-- Start Excerpt --
# yea....... i made my first stripe!!



## TheOriginalName (Jun 18, 2007)

Hey all.

I'm just a little excited...... i feel like shouting from the top of the world....

I had my first testing last night and i passed with flying colours and have achieved my first stripe.........yea!!

So now i'm offically half way to yellow belt (bushidokan, so white then yellow).

I've got my next testing on Wednesday night..... and if i pass i'll get to yellow belt..... 

I'm not sure if its the physical achievement or the sense of accoplishment but i feel like i'm on top of the world.

I just had to share with the world......


----------



## MA-Caver (Jun 18, 2007)

CONGRATULATIONS! Keep it up that BB is just around the corner. :uhyeah:


----------



## Emptyhand (Jun 18, 2007)

Congrats !!! That is awesome.


----------



## Drac (Jun 18, 2007)

Outstanding...Congrats...


----------



## bluemtn (Jun 18, 2007)

That's terrific!  I remember my first test...  I know for me, it was a sense of accomplishment-  I knew I could do it kind of thing.  Well done!


----------



## Lisa (Jun 18, 2007)

Congrats!  Well done!


----------



## Yeti (Jun 18, 2007)

Fantastic! Congratulations!
It's definitely a good feeling. Good luck next Wednesday! Let us know how it goes.


----------



## Kacey (Jun 18, 2007)

Congratulations!  You've taken your first step on the journey - keep us up on how it goes.


----------



## Ceicei (Jun 18, 2007)

Wonderful!  :ultracool Keep us posted of your progress!


----------



## Ryokeen (Jun 18, 2007)
-- End Excerpt --
-- Start Excerpted records --
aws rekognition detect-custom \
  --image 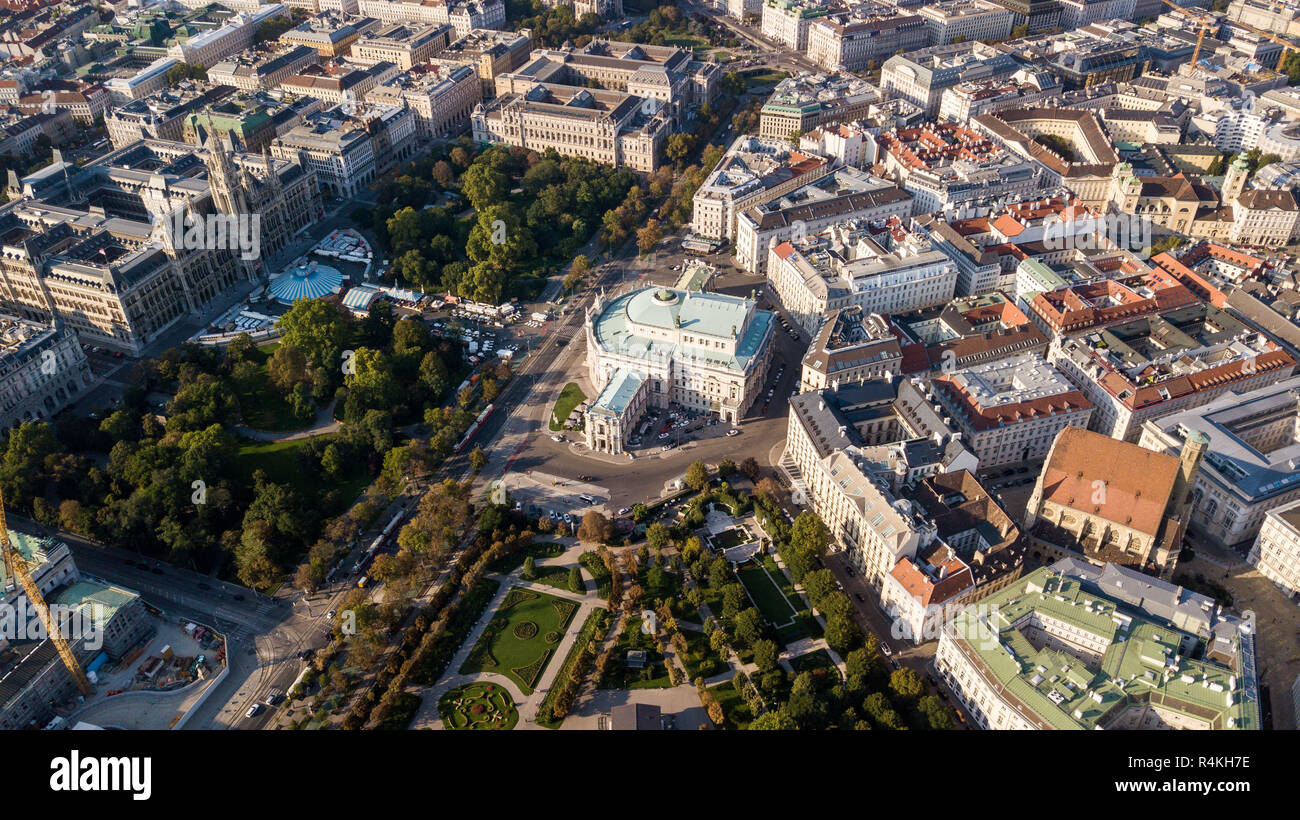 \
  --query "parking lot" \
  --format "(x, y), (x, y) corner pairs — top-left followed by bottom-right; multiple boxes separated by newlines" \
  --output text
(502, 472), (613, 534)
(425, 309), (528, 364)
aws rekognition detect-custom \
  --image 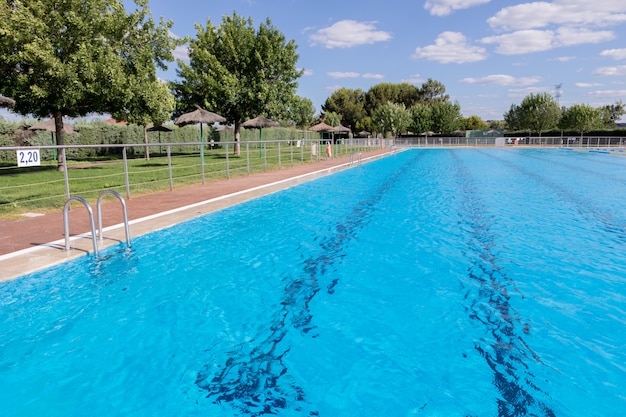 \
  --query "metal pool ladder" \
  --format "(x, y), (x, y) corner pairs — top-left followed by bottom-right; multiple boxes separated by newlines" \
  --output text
-- End Excerpted records --
-- Start Excerpted records --
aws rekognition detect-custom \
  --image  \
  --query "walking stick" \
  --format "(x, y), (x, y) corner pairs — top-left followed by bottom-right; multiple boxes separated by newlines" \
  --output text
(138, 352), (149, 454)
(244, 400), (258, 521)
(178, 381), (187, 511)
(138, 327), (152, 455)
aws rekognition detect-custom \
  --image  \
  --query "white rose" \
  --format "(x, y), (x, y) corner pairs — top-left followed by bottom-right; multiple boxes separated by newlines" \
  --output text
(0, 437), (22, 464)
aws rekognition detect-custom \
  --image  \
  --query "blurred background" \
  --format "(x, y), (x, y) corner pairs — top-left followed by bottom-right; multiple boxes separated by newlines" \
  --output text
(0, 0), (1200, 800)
-- End Excerpted records --
Write out the part of the thread that opens with the words containing "So now i'm offically" and closes with "with the world......", swapping "yellow belt" for "orange belt". Please rely on the thread alone.

So now i'm offically half way to orange belt (bushidokan, so white then yellow).

I've got my next testing on Wednesday night..... and if i pass i'll get to orange belt..... 

I'm not sure if its the physical achievement or the sense of accoplishment but i feel like i'm on top of the world.

I just had to share with the world......